Pointing dataset records
>> BEGIN

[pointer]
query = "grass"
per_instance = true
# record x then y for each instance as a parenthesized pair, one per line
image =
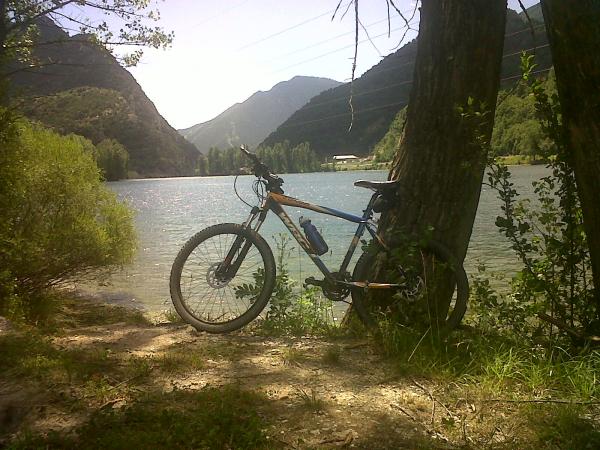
(332, 355)
(493, 365)
(310, 401)
(488, 391)
(212, 418)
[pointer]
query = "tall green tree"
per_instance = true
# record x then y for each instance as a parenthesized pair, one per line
(108, 23)
(574, 32)
(441, 158)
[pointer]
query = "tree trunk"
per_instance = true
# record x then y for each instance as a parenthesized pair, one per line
(442, 156)
(574, 33)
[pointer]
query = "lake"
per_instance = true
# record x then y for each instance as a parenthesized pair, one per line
(171, 210)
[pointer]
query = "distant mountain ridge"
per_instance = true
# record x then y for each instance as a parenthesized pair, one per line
(384, 90)
(251, 121)
(73, 70)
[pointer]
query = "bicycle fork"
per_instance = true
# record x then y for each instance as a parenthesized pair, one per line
(227, 269)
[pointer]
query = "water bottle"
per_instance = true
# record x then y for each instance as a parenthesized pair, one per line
(314, 237)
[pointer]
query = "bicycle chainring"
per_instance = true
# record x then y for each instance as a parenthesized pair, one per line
(334, 291)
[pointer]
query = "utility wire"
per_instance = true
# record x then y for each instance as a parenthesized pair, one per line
(285, 30)
(366, 40)
(405, 82)
(389, 105)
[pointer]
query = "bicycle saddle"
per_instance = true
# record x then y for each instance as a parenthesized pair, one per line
(378, 186)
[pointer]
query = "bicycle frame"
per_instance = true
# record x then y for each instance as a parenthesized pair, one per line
(275, 202)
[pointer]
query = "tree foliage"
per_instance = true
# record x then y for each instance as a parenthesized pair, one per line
(517, 130)
(108, 23)
(59, 222)
(555, 285)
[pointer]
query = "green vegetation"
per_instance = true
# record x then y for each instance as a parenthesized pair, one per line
(552, 296)
(385, 149)
(518, 137)
(290, 311)
(112, 158)
(59, 222)
(125, 139)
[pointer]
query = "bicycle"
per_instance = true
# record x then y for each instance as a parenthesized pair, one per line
(224, 275)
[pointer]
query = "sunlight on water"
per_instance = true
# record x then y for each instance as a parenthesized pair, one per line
(169, 211)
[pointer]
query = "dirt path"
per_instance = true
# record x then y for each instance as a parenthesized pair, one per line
(315, 393)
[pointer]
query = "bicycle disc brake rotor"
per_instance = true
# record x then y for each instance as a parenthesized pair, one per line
(213, 280)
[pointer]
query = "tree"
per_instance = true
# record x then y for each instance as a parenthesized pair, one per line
(112, 159)
(108, 23)
(441, 158)
(574, 33)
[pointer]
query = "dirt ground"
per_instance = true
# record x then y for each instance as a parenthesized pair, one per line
(321, 393)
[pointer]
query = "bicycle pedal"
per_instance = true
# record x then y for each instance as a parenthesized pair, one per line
(311, 281)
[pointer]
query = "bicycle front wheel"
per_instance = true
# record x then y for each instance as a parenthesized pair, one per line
(215, 302)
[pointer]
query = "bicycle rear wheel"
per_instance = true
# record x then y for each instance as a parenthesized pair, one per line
(213, 301)
(368, 310)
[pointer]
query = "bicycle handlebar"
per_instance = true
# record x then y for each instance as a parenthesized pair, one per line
(262, 171)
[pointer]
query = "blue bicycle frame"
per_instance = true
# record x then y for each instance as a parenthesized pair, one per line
(275, 202)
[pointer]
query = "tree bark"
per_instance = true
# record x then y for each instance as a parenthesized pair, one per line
(573, 30)
(442, 156)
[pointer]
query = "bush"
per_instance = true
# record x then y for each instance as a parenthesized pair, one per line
(59, 222)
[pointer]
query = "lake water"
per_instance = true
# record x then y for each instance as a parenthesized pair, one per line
(171, 210)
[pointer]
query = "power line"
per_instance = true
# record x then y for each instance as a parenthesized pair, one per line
(402, 102)
(333, 51)
(285, 30)
(308, 47)
(378, 36)
(405, 82)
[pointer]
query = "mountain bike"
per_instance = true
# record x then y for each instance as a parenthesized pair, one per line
(224, 275)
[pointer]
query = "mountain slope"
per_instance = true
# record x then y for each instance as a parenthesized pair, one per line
(381, 92)
(71, 64)
(251, 121)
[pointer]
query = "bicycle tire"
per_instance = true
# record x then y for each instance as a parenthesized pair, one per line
(213, 305)
(456, 313)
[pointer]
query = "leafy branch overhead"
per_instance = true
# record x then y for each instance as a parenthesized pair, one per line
(108, 23)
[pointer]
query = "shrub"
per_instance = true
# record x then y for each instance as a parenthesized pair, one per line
(59, 222)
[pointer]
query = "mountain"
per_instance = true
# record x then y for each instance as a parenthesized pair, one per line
(81, 88)
(381, 92)
(251, 121)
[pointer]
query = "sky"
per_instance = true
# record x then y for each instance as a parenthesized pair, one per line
(226, 50)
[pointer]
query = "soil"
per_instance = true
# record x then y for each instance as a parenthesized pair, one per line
(322, 393)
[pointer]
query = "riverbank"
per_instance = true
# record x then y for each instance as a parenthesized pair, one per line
(101, 376)
(509, 160)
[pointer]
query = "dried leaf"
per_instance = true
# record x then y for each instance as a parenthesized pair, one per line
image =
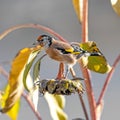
(78, 6)
(60, 87)
(13, 112)
(16, 77)
(56, 103)
(116, 6)
(96, 63)
(35, 97)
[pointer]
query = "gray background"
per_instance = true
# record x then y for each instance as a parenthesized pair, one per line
(104, 28)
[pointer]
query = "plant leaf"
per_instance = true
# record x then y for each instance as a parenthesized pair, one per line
(95, 63)
(16, 77)
(13, 112)
(116, 6)
(78, 6)
(56, 103)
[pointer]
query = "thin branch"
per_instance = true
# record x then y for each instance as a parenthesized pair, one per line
(36, 26)
(6, 75)
(108, 80)
(27, 98)
(89, 92)
(85, 21)
(60, 74)
(83, 107)
(86, 74)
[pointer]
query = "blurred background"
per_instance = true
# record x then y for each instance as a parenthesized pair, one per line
(59, 15)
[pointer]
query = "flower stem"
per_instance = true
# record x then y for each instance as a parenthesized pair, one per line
(108, 80)
(86, 74)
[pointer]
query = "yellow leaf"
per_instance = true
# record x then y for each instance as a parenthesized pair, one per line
(78, 6)
(116, 6)
(13, 112)
(16, 77)
(56, 104)
(96, 63)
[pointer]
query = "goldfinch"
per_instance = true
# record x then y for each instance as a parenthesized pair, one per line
(61, 51)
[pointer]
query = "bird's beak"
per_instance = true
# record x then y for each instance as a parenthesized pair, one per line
(36, 43)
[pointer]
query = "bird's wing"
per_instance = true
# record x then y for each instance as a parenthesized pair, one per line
(64, 48)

>> END

▶ [REQUIRED TASK] Reproduce the whole listing exactly, but not the images in it.

▶ [ANSWER FOR THE TASK]
[pointer]
query = "grass"
per_instance = true
# record x then y for each instance as a parenthesized pair, one per line
image =
(332, 355)
(493, 365)
(310, 401)
(488, 391)
(212, 418)
[pointer]
query = "tall green tree"
per_instance = true
# record x then y for each instance as a parenthesized pair, one per line
(108, 23)
(574, 32)
(441, 158)
[pointer]
query = "tree trunk"
per_instance = true
# record x then y for each instance as a parenthesized pair, one per line
(442, 156)
(574, 33)
[pointer]
query = "lake"
per_instance = true
# record x then y for each instance as a parenthesized pair, one per line
(171, 210)
[pointer]
query = "distant mountain ridge"
per_instance = true
# record x then y for each instance as a parenthesized pair, one per line
(384, 90)
(251, 121)
(73, 70)
[pointer]
query = "bicycle fork"
per_instance = true
# record x then y for each instance as a parenthesized pair, one per line
(227, 269)
[pointer]
query = "water bottle"
per_instance = true
# record x then y for each instance as a parenthesized pair, one per line
(314, 237)
[pointer]
query = "bicycle chainring"
per_instance = true
# record x then y for each instance as a parenthesized pair, one per line
(334, 291)
[pointer]
query = "utility wire"
per_instance = true
# record x then y for each instance as a parenthesized pair, one per line
(285, 30)
(366, 40)
(405, 82)
(389, 105)
[pointer]
query = "bicycle saddle"
per_instance = true
# record x then y for each instance as a parenthesized pair, one per line
(378, 186)
[pointer]
query = "bicycle frame"
per_instance = true
# record x then y for each instance as a parenthesized pair, one per line
(275, 202)
[pointer]
query = "tree foliage"
per_instance = true
# record x then y for each instance as a parenthesized pair, one per line
(517, 130)
(108, 23)
(59, 222)
(555, 285)
[pointer]
query = "green vegetation"
per_instance = true
# record x then y for each instance as a parenthesized pair, one per line
(552, 296)
(385, 149)
(518, 137)
(290, 311)
(112, 158)
(59, 222)
(125, 139)
[pointer]
query = "bicycle"
per_instance = true
# record x then y for each instance as a parenthesized pair, one per line
(224, 275)
[pointer]
query = "sunlight on water"
per_instance = true
# record x then y for each instance as a parenthesized pair, one per line
(169, 211)
[pointer]
query = "dirt path"
per_instance = true
# record x then y for each instance as a parenthesized pair, one per line
(315, 393)
[pointer]
query = "bicycle disc brake rotor"
per_instance = true
# record x then y for each instance as a parenthesized pair, one per line
(213, 280)
[pointer]
query = "tree"
per_instance = true
# record x then y for each instance as a parenthesized pair, one per line
(112, 159)
(108, 23)
(441, 158)
(574, 33)
[pointer]
query = "dirt ground"
per_instance = true
# record x then y for each instance as a parenthesized pair, one per line
(321, 393)
[pointer]
query = "bicycle pedal"
per_instance = true
# record x then y for each instance as a parenthesized pair, one per line
(311, 281)
[pointer]
query = "bicycle front wheel"
per_instance = true
# record x then y for each instance as a parenthesized pair, one per line
(215, 302)
[pointer]
query = "bicycle rear wheel"
per_instance = true
# record x then y for each instance as a parenthesized pair, one per line
(213, 301)
(368, 310)
[pointer]
query = "bicycle handlebar"
per_instance = true
# record x then y for each instance as a parenthesized pair, one per line
(262, 171)
[pointer]
query = "blue bicycle frame"
per_instance = true
# record x then y for each instance as a parenthesized pair, one per line
(275, 202)
[pointer]
query = "tree bark"
per_instance = true
# record x then y for each instance as a parenthesized pair, one per line
(573, 30)
(442, 156)
[pointer]
query = "bush"
per_instance = true
# record x then y for each instance as a parenthesized pair, one per line
(59, 222)
[pointer]
query = "lake water"
per_instance = true
# record x then y for each instance as a parenthesized pair, one per line
(171, 210)
[pointer]
query = "power line"
per_instance = true
# record x then y for each instance as a parenthesized pair, one per line
(402, 102)
(333, 51)
(285, 30)
(308, 47)
(378, 36)
(405, 82)
[pointer]
query = "mountain bike"
per_instance = true
# record x then y for each instance as a parenthesized pair, one per line
(224, 275)
[pointer]
query = "mountain slope"
per_instance = true
# record x then y for each instance as a parenthesized pair, one per line
(381, 92)
(71, 64)
(251, 121)
[pointer]
query = "bicycle tire"
per_instance = true
# record x then y for each instance as a parenthesized pair, one per line
(213, 305)
(456, 313)
[pointer]
query = "leafy branch overhead"
per_instance = true
# record x then y for each instance as a parenthesized pair, one per line
(108, 23)
[pointer]
query = "shrub"
per_instance = true
# record x then y for each instance as a parenthesized pair, one per line
(59, 222)
[pointer]
query = "mountain"
per_instance = true
# record x then y for each instance as a parenthesized pair, one per line
(81, 88)
(381, 92)
(251, 121)
[pointer]
query = "sky"
per_instance = true
# record x then y for each instance as a parenthesized pair, one per line
(226, 50)
[pointer]
query = "soil"
per_instance = true
# record x then y for each instance as a parenthesized pair, one per line
(322, 393)
[pointer]
query = "riverbank"
per_instance = true
# record x then y for each instance as a parenthesized pair, one per line
(101, 376)
(509, 160)
[pointer]
query = "dried leaf"
per_instance = true
# record x then y for each instance as a parenthesized pair, one per line
image =
(78, 6)
(60, 87)
(13, 112)
(16, 77)
(56, 103)
(116, 6)
(96, 63)
(35, 97)
[pointer]
query = "gray background"
per_instance = true
# record x then y for each instance as a parenthesized pair, one per line
(104, 28)
[pointer]
query = "plant leaf"
per_instance = true
# record x then y for each instance as a parenthesized pair, one per line
(95, 63)
(16, 77)
(13, 112)
(116, 6)
(78, 6)
(56, 103)
[pointer]
query = "thin branch"
per_instance = true
# record x then y for each instance as a parenthesized pair, one per line
(36, 26)
(6, 75)
(108, 80)
(27, 98)
(89, 92)
(85, 21)
(60, 74)
(83, 107)
(86, 74)
[pointer]
query = "blurred background"
per_instance = true
# record x then y for each instance as a parenthesized pair, one per line
(59, 15)
[pointer]
query = "flower stem"
per_instance = true
# record x then y for each instance as a parenthesized pair, one per line
(108, 80)
(86, 74)
[pointer]
query = "yellow leaf"
per_instance = true
# record x then y for each instance as a parenthesized pair, one per line
(78, 6)
(116, 6)
(13, 112)
(16, 77)
(56, 104)
(96, 63)
[pointer]
query = "goldfinch"
per_instance = true
# record x then y for each instance as a parenthesized pair, one per line
(61, 51)
[pointer]
query = "bird's beak"
per_instance = true
# record x then y for each instance as a parenthesized pair, one per line
(36, 43)
[pointer]
query = "bird's wing"
per_instance = true
# record x then y for each instance as a parenthesized pair, one per line
(64, 48)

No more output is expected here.